■ **Exercise text**:
▼
On Thursday, a Delhi court had reportedly set aside the punishment of 60 Malaysian nationals, belonging to Tablighi Jamaat, for a fine of ₹7000 each after they had attended the Nizamuddin Markaz in Delhi. They were accused of violating visa norms and government rules, amidst the Coronavirus outbreak in the capital city.
The order was passed by Metropolitan Magistrate Siddharth Malik after the Nizamuddin Markaz attendees sought for a lesser punishment and accepted the ‘mild’ charges under a plea bargaining process. Advocate S Hari Haran informed that the accused could walk free after the complainant, Sub-Divisional Magistrate of Lajpat Nagar, Inspector (Nizamuddin) and Additional Commissioner of Police (Lajpat Nagar) did not object to their plea bargain.
▲
■ **Supplied entries**:
▼
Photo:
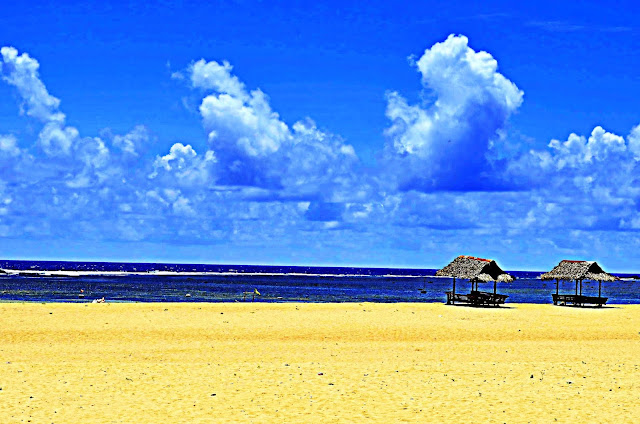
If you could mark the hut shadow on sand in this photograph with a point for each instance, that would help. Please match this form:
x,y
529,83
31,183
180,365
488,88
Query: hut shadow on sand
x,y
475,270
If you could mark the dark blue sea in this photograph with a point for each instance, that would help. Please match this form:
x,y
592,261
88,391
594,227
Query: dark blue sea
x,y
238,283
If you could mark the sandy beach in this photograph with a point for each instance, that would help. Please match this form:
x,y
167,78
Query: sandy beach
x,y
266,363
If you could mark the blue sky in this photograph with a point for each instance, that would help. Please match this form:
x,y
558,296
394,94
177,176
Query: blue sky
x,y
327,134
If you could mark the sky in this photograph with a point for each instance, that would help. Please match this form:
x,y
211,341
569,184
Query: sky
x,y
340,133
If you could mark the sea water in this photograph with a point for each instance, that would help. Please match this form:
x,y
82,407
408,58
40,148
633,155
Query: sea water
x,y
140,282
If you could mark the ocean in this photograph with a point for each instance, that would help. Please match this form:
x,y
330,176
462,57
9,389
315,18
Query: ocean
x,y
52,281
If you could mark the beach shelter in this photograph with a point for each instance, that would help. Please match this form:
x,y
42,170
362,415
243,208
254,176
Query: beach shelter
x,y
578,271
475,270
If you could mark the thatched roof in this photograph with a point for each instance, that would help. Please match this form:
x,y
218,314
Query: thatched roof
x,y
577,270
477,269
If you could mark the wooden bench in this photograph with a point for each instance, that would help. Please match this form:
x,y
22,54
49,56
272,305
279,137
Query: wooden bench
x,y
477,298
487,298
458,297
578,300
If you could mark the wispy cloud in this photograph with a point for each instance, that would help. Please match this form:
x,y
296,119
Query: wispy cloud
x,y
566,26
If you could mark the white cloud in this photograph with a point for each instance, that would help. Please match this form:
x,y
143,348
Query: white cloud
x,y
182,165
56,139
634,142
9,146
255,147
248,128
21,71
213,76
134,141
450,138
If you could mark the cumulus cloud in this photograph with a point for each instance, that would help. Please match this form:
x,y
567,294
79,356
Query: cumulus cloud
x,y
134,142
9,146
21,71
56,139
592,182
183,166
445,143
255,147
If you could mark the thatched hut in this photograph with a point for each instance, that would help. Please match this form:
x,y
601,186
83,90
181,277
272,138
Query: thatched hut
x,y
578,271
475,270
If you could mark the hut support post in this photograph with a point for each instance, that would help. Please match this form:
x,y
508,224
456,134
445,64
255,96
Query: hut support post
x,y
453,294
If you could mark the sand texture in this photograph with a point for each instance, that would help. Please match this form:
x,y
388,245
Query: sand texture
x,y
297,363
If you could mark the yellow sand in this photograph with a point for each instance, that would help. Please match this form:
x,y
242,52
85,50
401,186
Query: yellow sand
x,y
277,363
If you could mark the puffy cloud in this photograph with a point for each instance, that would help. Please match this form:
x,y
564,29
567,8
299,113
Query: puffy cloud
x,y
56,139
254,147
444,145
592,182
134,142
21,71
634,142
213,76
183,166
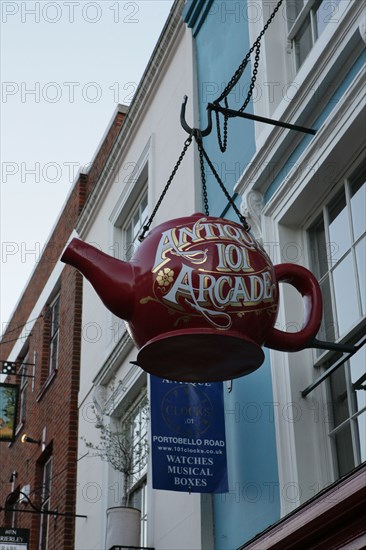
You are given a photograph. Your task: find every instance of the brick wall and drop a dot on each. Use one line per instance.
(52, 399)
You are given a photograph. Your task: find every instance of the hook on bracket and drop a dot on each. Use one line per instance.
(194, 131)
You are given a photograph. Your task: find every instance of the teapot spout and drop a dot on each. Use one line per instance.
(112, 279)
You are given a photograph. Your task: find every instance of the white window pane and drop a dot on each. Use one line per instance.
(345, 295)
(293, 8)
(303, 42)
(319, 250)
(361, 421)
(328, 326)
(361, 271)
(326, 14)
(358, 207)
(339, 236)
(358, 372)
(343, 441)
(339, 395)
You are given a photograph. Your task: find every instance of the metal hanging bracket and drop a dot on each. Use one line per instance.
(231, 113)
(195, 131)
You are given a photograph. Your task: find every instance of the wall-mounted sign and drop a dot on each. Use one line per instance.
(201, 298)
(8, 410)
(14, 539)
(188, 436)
▲
■ **Exercise description**: From the court report, pull out the passage starting at "On Thursday, a" and ending at "the capital city.", copied word for word.

■ **Answer**:
On Thursday, a Delhi court had reportedly set aside the punishment of 60 Malaysian nationals, belonging to Tablighi Jamaat, for a fine of ₹7000 each after they had attended the Nizamuddin Markaz in Delhi. They were accused of violating visa norms and government rules, amidst the Coronavirus outbreak in the capital city.